Start Input records
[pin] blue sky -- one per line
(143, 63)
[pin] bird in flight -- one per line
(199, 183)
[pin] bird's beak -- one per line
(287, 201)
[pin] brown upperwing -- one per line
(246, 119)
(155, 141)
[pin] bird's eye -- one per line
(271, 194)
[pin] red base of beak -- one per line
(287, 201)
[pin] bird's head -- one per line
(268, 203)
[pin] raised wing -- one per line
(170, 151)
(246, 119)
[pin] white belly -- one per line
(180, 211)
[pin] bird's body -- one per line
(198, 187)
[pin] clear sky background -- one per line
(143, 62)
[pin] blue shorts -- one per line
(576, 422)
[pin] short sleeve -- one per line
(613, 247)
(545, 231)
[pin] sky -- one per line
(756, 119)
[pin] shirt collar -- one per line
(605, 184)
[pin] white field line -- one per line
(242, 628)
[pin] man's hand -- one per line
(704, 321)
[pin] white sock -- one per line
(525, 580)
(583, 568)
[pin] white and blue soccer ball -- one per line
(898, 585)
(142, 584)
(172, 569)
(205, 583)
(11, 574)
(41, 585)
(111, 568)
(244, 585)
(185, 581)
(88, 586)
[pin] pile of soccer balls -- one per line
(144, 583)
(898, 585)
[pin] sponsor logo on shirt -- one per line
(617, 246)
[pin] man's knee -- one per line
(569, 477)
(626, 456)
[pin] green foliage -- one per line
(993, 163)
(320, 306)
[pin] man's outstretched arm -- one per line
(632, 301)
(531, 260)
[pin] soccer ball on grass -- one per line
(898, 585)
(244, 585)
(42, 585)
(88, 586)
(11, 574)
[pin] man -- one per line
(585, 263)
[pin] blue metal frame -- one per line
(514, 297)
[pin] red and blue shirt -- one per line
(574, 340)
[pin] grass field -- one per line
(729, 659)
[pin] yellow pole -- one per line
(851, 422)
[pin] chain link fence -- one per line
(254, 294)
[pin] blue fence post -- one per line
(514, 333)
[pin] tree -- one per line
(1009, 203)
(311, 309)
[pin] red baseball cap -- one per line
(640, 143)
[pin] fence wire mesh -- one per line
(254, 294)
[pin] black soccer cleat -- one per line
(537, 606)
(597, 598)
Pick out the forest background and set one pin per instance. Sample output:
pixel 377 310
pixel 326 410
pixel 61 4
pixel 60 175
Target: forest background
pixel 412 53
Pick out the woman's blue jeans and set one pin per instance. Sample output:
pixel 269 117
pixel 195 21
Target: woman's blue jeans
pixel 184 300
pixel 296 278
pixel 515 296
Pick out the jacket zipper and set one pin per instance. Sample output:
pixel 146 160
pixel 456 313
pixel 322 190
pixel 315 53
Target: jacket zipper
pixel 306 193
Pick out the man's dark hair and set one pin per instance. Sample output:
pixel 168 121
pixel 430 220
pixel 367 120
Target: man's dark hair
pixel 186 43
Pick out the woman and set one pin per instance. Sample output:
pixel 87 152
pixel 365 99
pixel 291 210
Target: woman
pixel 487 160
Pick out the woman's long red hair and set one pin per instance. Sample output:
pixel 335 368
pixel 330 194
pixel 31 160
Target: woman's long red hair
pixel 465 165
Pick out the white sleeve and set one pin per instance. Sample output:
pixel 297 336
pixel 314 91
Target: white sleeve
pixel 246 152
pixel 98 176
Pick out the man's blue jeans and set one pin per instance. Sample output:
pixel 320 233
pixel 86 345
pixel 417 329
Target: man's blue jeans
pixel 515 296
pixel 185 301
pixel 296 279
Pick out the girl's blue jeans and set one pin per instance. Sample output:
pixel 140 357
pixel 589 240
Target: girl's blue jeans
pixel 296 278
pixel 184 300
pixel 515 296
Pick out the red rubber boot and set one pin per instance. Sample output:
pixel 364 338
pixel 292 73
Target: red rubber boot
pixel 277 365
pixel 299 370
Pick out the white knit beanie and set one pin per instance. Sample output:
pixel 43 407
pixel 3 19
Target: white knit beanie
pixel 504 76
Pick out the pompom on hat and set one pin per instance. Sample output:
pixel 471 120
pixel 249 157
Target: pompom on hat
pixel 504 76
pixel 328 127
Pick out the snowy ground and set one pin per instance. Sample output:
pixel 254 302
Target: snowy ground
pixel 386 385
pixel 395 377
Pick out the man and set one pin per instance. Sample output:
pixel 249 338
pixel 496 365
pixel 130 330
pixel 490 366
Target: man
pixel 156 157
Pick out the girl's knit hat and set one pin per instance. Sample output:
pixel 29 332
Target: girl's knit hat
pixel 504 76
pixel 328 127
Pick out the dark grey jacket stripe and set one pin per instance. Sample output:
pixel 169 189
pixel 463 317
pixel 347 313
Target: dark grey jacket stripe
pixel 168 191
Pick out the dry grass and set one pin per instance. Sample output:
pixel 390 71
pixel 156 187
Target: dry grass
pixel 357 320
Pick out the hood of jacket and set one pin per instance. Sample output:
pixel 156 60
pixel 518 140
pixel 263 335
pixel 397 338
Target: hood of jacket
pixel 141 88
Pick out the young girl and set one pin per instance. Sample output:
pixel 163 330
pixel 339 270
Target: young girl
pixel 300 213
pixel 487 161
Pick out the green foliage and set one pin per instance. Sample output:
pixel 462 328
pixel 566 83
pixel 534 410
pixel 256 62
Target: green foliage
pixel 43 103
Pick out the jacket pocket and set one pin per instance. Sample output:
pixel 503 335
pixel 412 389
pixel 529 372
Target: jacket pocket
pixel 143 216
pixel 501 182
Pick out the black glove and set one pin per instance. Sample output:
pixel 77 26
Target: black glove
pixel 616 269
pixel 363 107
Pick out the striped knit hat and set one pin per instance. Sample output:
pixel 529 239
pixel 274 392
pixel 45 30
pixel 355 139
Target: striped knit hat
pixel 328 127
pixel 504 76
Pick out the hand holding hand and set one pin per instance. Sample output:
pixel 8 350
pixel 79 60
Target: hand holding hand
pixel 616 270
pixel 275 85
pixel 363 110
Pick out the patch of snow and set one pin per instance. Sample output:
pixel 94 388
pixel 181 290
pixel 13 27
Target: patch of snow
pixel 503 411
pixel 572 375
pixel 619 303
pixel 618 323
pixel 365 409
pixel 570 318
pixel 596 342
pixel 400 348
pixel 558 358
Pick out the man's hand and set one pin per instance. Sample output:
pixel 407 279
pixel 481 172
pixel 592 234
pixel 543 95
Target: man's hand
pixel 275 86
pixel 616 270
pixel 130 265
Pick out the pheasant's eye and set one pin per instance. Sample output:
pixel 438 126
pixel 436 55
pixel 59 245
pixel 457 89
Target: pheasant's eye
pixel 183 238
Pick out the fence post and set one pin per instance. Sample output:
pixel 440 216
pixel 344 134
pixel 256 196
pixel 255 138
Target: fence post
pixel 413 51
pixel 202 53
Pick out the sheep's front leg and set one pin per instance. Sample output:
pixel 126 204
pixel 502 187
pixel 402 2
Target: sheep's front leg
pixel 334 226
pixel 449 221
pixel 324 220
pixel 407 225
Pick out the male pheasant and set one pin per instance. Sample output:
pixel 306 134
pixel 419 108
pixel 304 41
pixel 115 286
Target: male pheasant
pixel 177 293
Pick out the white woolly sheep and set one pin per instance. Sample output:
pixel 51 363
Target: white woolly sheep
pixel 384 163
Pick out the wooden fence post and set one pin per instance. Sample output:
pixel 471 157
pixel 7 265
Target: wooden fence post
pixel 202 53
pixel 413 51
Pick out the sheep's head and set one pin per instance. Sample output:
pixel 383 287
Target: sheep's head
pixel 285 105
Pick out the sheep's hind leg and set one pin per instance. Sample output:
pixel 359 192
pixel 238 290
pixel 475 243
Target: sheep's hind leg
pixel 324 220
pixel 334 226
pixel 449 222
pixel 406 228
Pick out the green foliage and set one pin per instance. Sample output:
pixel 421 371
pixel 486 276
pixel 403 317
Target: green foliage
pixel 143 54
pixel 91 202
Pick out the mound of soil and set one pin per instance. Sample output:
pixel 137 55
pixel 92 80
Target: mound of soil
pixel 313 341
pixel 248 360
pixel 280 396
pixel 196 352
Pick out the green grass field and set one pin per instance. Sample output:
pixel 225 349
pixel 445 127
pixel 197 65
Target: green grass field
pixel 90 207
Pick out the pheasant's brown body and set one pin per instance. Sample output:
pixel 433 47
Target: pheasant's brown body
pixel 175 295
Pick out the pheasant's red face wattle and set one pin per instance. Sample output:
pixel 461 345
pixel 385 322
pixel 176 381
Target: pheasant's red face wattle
End Input records
Replace "blue jeans" with "denim jeans" in the rows between the line holding "Pick out the woman's long" and the line holding "pixel 43 103", inclusive. Give back only those lines, with everything else unchanged.

**Task solution:**
Pick out the woman's long red hair and set one pin per instance. Sample output:
pixel 335 368
pixel 330 194
pixel 31 160
Target: woman's long red hair
pixel 465 165
Pick out the white sleeve and set one pin per instance. Sample output:
pixel 297 336
pixel 314 91
Target: white sleeve
pixel 246 152
pixel 98 176
Pick out the man's denim jeans and set one pin per instance. Sample output:
pixel 320 233
pixel 86 345
pixel 417 329
Target: man's denim jeans
pixel 515 296
pixel 185 301
pixel 296 279
Pick out the girl's denim jeans and set one pin per instance. Sample output:
pixel 140 357
pixel 589 240
Target: girl's denim jeans
pixel 296 278
pixel 184 300
pixel 515 296
Pick out the red rubber boot and set one pin per instance. Sample output:
pixel 364 338
pixel 292 73
Target: red rubber boot
pixel 277 365
pixel 299 370
Pick out the white knit beanie and set one pin per instance. Sample output:
pixel 43 407
pixel 3 19
Target: white knit beanie
pixel 504 76
Pick out the pompom on hat and set one pin per instance. Sample output:
pixel 471 120
pixel 249 157
Target: pompom on hat
pixel 504 76
pixel 328 127
Pick out the snowy ground and set one pin per instance. Sample output:
pixel 254 302
Target: snowy ground
pixel 386 385
pixel 395 377
Pick out the man and set one pin per instance. Sample output:
pixel 249 338
pixel 496 365
pixel 130 330
pixel 490 366
Target: man
pixel 156 157
Pick out the girl's knit hat and set one pin per instance. Sample output:
pixel 29 332
Target: girl's knit hat
pixel 504 76
pixel 328 127
Pick out the dark grey jacket stripe and set one pin per instance. Sample output:
pixel 169 189
pixel 463 317
pixel 347 313
Target: dark grey jacket stripe
pixel 168 191
Pick out the dry grass and set one pin per instance. Sample output:
pixel 390 71
pixel 156 187
Target: dry grass
pixel 357 320
Pick out the hood of jacket and set one pin per instance. Sample output:
pixel 156 60
pixel 518 140
pixel 263 335
pixel 397 338
Target: hood of jacket
pixel 141 88
Pick out the young girl and set one pin per instance. Sample output:
pixel 163 330
pixel 339 270
Target: young girl
pixel 300 213
pixel 487 161
Pick out the green foliage and set one pin per instance. Sample output:
pixel 462 328
pixel 566 83
pixel 534 410
pixel 256 62
Target: green foliage
pixel 43 103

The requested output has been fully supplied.